# [Opdracht]
Neem de regels uit de records hieronder letterlijk over, vanaf de regel met "locate the black handbag in the photo below" tot en met de regel met "(1084, 437)". Laat de afbeeldingen weg.

# [Bronrecords]
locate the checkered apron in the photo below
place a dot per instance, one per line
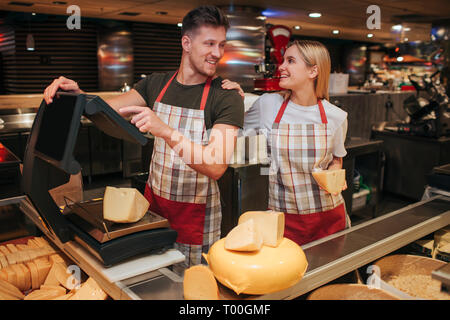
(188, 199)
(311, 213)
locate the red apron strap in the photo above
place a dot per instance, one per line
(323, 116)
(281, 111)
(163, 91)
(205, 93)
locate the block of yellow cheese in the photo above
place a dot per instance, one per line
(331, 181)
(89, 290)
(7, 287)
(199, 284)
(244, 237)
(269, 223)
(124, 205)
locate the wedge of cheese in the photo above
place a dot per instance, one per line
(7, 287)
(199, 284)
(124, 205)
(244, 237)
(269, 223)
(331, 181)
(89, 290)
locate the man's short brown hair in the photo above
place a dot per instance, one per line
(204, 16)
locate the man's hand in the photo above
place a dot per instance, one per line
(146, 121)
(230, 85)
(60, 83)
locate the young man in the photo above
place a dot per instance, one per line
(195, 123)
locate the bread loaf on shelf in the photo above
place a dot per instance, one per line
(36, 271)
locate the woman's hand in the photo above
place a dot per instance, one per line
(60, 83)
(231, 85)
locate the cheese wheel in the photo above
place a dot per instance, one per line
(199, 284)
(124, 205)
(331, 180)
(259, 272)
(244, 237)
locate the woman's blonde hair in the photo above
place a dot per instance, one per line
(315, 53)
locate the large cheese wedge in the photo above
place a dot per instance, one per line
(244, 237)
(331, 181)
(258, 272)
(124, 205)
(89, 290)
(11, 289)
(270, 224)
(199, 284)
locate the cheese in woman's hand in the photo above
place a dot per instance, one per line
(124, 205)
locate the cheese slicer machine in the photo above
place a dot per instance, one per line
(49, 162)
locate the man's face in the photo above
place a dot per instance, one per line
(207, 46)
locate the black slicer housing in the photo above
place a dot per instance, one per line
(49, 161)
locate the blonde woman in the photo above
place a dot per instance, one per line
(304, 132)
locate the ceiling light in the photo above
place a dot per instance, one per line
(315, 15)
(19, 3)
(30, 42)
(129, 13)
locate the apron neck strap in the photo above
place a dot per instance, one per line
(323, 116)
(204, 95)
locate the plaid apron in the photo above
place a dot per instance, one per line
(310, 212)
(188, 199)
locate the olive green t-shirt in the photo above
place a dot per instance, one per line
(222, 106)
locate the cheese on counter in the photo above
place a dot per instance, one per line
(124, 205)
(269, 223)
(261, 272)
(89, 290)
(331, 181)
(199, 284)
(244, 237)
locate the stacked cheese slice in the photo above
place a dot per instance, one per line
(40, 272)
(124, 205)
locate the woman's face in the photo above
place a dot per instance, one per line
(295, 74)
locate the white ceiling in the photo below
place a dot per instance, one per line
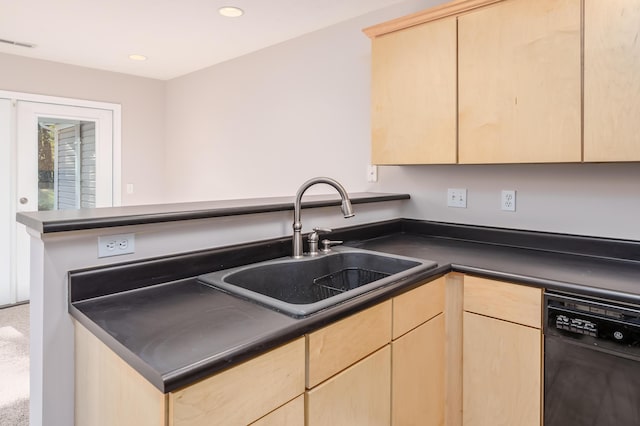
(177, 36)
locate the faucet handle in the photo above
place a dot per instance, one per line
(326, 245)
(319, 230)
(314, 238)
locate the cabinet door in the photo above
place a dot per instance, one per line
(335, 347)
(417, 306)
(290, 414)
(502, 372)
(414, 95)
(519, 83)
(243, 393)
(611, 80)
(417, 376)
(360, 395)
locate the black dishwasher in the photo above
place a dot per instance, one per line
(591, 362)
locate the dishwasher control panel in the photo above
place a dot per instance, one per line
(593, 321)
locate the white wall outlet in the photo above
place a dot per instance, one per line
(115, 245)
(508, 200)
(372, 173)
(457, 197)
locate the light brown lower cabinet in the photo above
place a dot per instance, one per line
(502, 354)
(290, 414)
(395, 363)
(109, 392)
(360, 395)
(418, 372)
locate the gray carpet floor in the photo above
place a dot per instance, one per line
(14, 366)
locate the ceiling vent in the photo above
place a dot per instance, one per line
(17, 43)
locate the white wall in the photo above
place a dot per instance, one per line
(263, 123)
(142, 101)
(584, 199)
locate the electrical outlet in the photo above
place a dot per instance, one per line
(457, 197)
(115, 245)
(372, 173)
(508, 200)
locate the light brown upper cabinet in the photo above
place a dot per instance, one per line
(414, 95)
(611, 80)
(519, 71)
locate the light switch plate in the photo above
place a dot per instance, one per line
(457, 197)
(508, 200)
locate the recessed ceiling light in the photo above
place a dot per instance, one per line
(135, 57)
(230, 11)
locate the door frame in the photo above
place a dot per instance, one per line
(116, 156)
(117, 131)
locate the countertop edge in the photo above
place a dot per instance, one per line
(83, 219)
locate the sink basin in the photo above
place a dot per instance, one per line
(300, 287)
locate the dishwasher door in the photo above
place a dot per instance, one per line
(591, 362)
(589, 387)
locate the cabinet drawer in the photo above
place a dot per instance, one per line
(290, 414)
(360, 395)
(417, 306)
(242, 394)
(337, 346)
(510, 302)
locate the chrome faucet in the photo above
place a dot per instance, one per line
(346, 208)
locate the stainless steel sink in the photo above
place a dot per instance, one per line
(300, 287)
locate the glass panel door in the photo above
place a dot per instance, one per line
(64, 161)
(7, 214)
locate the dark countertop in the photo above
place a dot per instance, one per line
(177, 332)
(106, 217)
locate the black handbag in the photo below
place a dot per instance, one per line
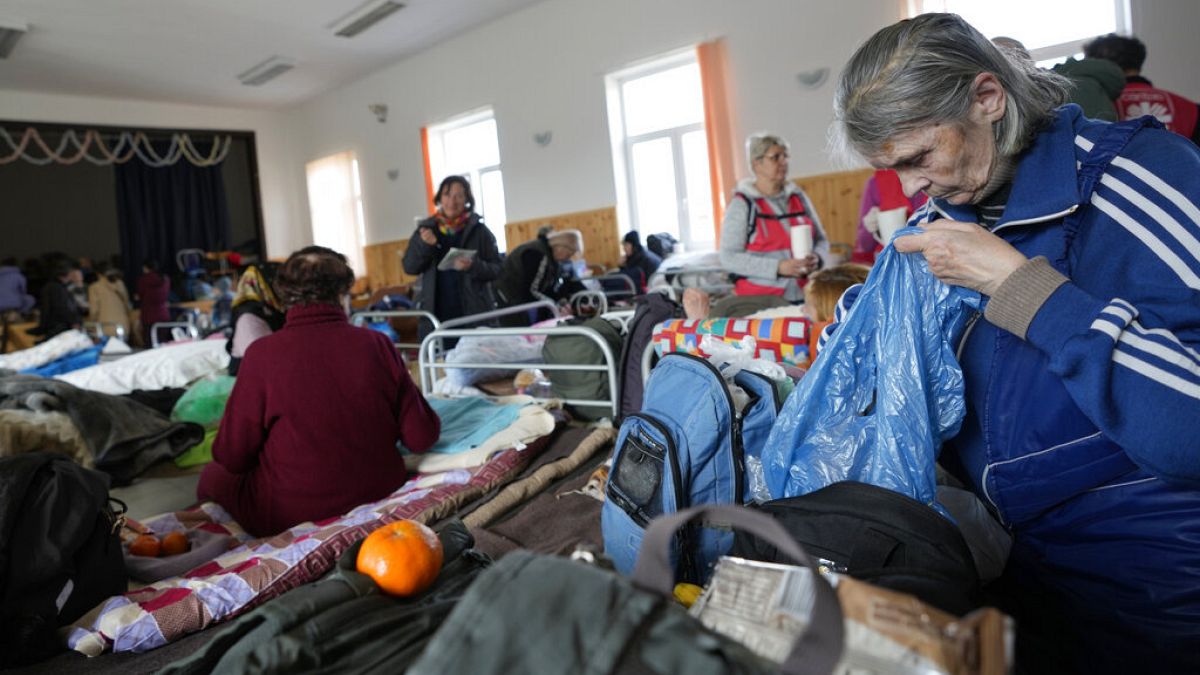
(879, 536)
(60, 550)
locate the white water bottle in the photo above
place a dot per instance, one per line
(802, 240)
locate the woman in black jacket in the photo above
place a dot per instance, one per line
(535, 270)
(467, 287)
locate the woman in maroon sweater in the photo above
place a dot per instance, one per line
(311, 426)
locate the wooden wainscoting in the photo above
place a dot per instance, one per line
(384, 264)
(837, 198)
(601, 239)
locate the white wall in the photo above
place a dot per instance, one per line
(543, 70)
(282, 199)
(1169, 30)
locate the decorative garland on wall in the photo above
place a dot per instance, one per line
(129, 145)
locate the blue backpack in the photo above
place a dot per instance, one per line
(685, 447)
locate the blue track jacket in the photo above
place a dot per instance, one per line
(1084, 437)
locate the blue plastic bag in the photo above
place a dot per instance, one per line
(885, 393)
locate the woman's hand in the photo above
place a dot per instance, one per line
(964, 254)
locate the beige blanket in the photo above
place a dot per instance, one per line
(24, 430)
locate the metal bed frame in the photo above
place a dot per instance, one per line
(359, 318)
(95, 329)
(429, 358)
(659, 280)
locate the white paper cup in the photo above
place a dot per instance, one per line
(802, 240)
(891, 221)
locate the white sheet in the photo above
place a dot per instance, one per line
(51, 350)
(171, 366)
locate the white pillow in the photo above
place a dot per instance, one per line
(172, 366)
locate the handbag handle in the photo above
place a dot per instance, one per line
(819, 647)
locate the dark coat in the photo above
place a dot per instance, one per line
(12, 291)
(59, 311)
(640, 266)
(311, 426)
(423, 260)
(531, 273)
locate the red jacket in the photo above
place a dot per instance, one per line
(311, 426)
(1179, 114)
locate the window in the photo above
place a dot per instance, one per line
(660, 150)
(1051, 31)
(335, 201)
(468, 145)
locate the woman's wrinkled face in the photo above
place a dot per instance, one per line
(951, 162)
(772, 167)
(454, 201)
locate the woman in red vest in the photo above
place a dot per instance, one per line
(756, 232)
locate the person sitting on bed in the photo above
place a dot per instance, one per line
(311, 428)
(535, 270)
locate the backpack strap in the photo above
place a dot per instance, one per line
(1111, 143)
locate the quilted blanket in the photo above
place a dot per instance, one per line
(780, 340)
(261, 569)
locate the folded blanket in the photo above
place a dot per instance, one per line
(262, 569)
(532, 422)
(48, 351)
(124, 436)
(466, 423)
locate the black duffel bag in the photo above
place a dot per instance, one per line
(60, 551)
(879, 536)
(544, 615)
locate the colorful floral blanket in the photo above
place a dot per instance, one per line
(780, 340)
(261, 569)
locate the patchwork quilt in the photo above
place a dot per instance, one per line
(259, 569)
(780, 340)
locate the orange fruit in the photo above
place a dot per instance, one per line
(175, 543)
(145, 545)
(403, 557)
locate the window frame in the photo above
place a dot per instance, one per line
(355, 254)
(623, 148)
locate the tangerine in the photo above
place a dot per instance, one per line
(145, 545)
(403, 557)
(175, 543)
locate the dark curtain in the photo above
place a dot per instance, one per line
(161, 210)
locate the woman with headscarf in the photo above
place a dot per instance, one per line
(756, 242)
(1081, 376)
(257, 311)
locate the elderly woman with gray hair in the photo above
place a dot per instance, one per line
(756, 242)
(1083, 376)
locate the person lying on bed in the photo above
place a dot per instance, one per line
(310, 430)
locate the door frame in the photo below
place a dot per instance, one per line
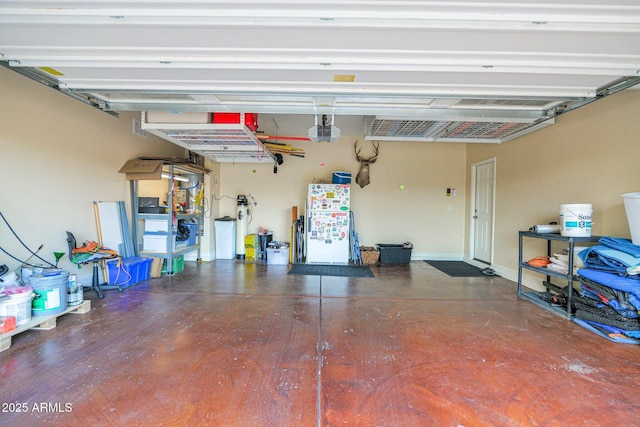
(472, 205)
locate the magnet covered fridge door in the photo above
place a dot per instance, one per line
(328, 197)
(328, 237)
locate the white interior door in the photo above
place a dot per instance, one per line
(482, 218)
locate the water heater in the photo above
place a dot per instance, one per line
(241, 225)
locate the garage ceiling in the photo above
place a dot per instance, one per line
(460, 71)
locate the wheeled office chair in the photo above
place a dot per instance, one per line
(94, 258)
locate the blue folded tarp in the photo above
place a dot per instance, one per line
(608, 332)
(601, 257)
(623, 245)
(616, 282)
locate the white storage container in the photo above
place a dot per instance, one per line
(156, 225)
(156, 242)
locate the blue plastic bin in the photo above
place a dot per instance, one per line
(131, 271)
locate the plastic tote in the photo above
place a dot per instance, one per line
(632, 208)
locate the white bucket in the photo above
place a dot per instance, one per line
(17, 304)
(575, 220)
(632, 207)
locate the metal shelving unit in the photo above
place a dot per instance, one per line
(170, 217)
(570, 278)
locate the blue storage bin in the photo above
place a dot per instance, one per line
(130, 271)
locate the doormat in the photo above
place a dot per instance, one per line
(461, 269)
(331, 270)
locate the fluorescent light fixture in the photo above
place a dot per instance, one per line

# [Antwoord]
locate the black handbag in the photo below
place a dot per instance, one per line
(879, 536)
(60, 550)
locate the white water bottle in the photo above
place a dot per instance, one per line
(802, 240)
locate the woman in black jacket in the photo above
place a dot per instance, one per line
(535, 270)
(467, 287)
locate the woman in maroon sweater in the photo above
place a dot per instance, one per line
(311, 426)
locate the wooden wainscoting in the photo above
place a dot per instance, one per line
(384, 264)
(837, 198)
(601, 239)
locate the white wall in the photo above
place a dot per instance, one per line
(543, 70)
(282, 199)
(1169, 30)
locate the decorative garland on wall in the photo above
place a dot per instance, one per line
(129, 145)
locate the blue backpack in the photo above
place a dot per instance, one per line
(685, 447)
locate the blue track jacket in the photo above
place a dot per instance, one per line
(1084, 437)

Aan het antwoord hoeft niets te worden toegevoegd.